No pictures, everything else exact: set down the entries in full.

#### [RECORDS TO PROCESS]
******
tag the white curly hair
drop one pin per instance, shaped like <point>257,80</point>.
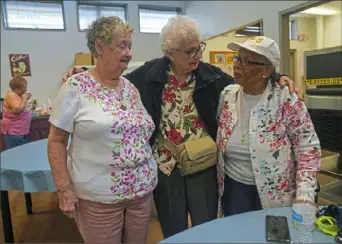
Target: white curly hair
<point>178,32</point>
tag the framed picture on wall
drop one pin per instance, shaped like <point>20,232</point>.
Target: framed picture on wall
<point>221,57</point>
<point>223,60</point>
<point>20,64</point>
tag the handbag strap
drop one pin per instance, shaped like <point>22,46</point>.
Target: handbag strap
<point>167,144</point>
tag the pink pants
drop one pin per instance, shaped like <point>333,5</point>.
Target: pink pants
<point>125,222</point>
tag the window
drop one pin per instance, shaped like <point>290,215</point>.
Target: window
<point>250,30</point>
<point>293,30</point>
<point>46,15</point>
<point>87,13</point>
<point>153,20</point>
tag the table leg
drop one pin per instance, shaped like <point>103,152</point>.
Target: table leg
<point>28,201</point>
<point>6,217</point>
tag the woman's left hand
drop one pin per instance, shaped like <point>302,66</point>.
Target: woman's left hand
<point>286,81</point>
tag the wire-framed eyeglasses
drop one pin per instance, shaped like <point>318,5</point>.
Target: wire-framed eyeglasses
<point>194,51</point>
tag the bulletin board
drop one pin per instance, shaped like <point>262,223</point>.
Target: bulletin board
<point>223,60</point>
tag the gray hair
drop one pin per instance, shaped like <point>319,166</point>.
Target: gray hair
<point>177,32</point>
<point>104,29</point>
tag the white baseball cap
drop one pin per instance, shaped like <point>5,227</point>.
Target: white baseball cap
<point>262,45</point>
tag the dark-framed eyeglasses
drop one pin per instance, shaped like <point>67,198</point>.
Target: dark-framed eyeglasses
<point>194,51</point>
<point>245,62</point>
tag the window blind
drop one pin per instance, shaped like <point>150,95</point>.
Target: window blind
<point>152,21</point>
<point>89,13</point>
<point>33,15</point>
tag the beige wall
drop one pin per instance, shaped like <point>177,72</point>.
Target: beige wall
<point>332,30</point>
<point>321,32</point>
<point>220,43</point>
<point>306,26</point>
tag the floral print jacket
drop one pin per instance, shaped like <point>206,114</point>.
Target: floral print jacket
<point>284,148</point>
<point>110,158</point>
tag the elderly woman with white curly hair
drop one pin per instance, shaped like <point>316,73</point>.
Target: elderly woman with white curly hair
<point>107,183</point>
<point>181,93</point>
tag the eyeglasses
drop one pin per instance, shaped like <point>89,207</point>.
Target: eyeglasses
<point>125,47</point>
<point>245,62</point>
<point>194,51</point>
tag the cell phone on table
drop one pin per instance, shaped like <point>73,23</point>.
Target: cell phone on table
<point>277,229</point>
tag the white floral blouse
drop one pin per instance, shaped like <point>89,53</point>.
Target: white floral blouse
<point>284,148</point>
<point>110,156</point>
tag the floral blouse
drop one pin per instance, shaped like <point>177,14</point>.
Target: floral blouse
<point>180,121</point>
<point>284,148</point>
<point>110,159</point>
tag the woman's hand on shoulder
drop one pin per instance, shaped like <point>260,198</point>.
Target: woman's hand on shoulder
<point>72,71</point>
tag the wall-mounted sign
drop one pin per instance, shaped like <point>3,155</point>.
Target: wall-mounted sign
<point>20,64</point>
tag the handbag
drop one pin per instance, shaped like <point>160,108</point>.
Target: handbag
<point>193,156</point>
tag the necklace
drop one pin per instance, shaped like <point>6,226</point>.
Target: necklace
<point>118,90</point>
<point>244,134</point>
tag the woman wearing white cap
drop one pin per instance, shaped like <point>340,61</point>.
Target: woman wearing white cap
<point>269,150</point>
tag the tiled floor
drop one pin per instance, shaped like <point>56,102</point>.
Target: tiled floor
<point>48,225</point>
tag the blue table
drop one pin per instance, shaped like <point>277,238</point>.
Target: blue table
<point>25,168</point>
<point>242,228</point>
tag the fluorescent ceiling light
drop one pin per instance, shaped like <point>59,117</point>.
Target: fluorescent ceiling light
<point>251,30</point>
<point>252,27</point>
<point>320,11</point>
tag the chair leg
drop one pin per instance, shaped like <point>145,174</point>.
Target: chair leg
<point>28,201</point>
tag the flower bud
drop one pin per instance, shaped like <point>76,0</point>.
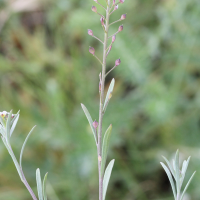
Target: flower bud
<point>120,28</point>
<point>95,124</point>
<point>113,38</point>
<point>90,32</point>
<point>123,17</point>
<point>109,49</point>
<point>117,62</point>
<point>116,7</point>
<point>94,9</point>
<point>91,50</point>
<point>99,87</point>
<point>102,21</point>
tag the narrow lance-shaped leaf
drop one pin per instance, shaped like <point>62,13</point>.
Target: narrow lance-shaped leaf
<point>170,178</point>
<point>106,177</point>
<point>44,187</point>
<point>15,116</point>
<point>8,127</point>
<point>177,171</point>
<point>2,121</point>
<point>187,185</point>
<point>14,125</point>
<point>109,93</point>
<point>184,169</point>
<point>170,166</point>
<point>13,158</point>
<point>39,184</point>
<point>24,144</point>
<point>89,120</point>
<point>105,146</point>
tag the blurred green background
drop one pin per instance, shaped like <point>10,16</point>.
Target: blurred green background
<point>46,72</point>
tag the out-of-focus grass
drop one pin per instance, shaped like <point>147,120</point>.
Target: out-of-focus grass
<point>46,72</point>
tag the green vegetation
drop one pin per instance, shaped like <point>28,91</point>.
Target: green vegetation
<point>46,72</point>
******
#### [RESPONSE BELOW]
tag the white curly hair
drop one pin per instance, shaped like <point>257,80</point>.
Target: white curly hair
<point>178,32</point>
tag the framed picture on wall
drop one pin per instance, shaped like <point>20,232</point>.
Target: framed picture on wall
<point>221,57</point>
<point>223,60</point>
<point>20,64</point>
tag the handbag strap
drop one pin per instance, shaped like <point>22,46</point>.
Target: handbag strap
<point>167,144</point>
tag the pink pants
drop one pin per instance, shaped like <point>333,5</point>.
Target: pink pants
<point>125,222</point>
tag the window
drop one pin per instance, shaped like <point>290,215</point>.
Target: window
<point>250,30</point>
<point>293,30</point>
<point>46,15</point>
<point>87,13</point>
<point>153,20</point>
tag the table leg
drop one pin per instance, shaped like <point>103,152</point>.
Target: table leg
<point>28,201</point>
<point>6,217</point>
tag the woman's left hand
drop one pin per instance, shaped like <point>302,66</point>.
Target: woman's left hand
<point>286,81</point>
tag the wire-framed eyeglasses
drop one pin per instance, shaped like <point>318,5</point>.
Target: wire-framed eyeglasses
<point>194,51</point>
tag the bulletin board
drop one pin per instance, shaped like <point>262,223</point>.
Target: bulletin board
<point>223,60</point>
tag the gray hair
drop one pin per instance, shaped like <point>319,166</point>.
Target: gray hair
<point>177,32</point>
<point>104,29</point>
tag the white baseball cap
drop one pin per instance, shaped like <point>5,227</point>.
Target: white baseball cap
<point>262,45</point>
tag the dark-framed eyeglasses
drop one pin per instance, shaped like <point>67,198</point>.
Target: dark-framed eyeglasses
<point>194,51</point>
<point>245,62</point>
tag the window blind
drop one pin per instance, shaped like <point>150,95</point>.
Target: window blind
<point>152,21</point>
<point>89,13</point>
<point>33,15</point>
tag the beige wall
drop one pin per instance, shaped like <point>177,72</point>.
Target: beige wall
<point>332,30</point>
<point>321,32</point>
<point>220,43</point>
<point>306,26</point>
tag the floral print jacket
drop one pin per instance, shaped like <point>206,114</point>.
Target: floral print jacket
<point>284,148</point>
<point>110,158</point>
tag the elderly woman with white curly hair
drop one pin per instance, shaped like <point>316,73</point>.
Target: elderly woman with white curly hair
<point>107,183</point>
<point>181,93</point>
tag the eyeglasses
drop one pin per instance, shaped like <point>89,207</point>.
Target: eyeglasses
<point>125,47</point>
<point>245,62</point>
<point>194,51</point>
tag the cell phone on table
drop one pin per instance, shaped like <point>73,23</point>.
Target: cell phone on table
<point>277,229</point>
tag the white floral blouse
drop one pin per instance, shaped like <point>89,53</point>.
Target: white floral blouse
<point>284,148</point>
<point>110,156</point>
tag the floral blouse
drop one pin per instance, shaped like <point>177,14</point>.
Target: floral blouse
<point>180,121</point>
<point>284,148</point>
<point>110,159</point>
tag the woman's hand on shoulder
drop one pin per instance, shaped like <point>260,198</point>.
Target: woman's hand on shoulder
<point>72,71</point>
tag the wall-mounted sign
drop one pin per instance, shaped like <point>3,155</point>.
Target: wall-mounted sign
<point>20,64</point>
tag the handbag
drop one pin per instance, shaped like <point>160,108</point>.
Target: handbag
<point>193,156</point>
tag the necklace
drop one pin per instance, shaped like <point>6,226</point>.
Target: necklace
<point>118,90</point>
<point>244,134</point>
tag the woman wearing white cap
drop one pin per instance, shaped like <point>340,61</point>.
Target: woman wearing white cap
<point>269,150</point>
tag the tiled floor
drop one pin per instance, shaped like <point>56,102</point>.
Target: tiled floor
<point>48,225</point>
tag the blue table
drop one pin per instance, shaped like <point>277,238</point>.
Target: blue table
<point>25,168</point>
<point>242,228</point>
tag the fluorescent ceiling light
drop one pin per instance, shaped like <point>59,117</point>.
Target: fluorescent ceiling light
<point>251,30</point>
<point>252,27</point>
<point>320,11</point>
tag the chair leg
drop one pin per instance, shaped like <point>145,174</point>.
Target: chair leg
<point>28,201</point>
tag the flower bud
drop one pin per instance, shaped like <point>76,0</point>.
Target: flower bud
<point>120,28</point>
<point>95,124</point>
<point>113,38</point>
<point>90,32</point>
<point>123,17</point>
<point>109,49</point>
<point>117,62</point>
<point>116,7</point>
<point>94,9</point>
<point>91,50</point>
<point>99,87</point>
<point>102,21</point>
tag the narrow lance-shaped leaf
drop one pin per instance, shaped like <point>62,13</point>.
Target: narrow lance-shaped leaf
<point>170,178</point>
<point>106,177</point>
<point>44,187</point>
<point>15,116</point>
<point>8,127</point>
<point>177,171</point>
<point>2,121</point>
<point>187,185</point>
<point>14,125</point>
<point>109,93</point>
<point>184,169</point>
<point>170,166</point>
<point>13,158</point>
<point>39,184</point>
<point>24,144</point>
<point>89,120</point>
<point>105,146</point>
tag the blurred green background
drop one pin per instance, shaped like <point>10,16</point>.
Target: blurred green background
<point>46,72</point>
tag the out-of-focus grass
drop one pin per instance, shaped like <point>147,120</point>.
Target: out-of-focus grass
<point>46,72</point>
tag the green vegetation
drop one pin per instance, shaped like <point>28,91</point>.
Target: green vegetation
<point>46,72</point>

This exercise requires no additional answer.